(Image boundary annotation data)
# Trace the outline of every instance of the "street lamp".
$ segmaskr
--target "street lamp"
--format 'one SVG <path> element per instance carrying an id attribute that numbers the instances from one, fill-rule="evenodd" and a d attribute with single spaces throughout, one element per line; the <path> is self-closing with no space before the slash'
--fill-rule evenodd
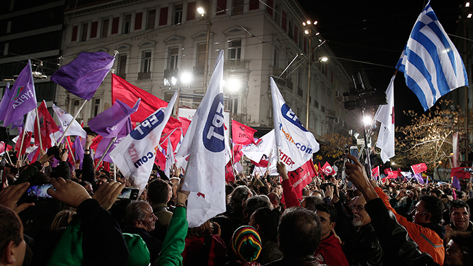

#### Task
Retype the whole listing above line for line without changing any character, and omit the picture.

#### Output below
# Trace the outline of every instance of the "street lamp".
$ segmaskr
--target "street lamp"
--format 'one SVG <path> element per instance carrying an id attribute that numbers the instances from one, fill-rule="evenodd" and a d attribute with single spaces throughout, one element per line; the <path> is self-closing with no space before the slash'
--fill-rule evenodd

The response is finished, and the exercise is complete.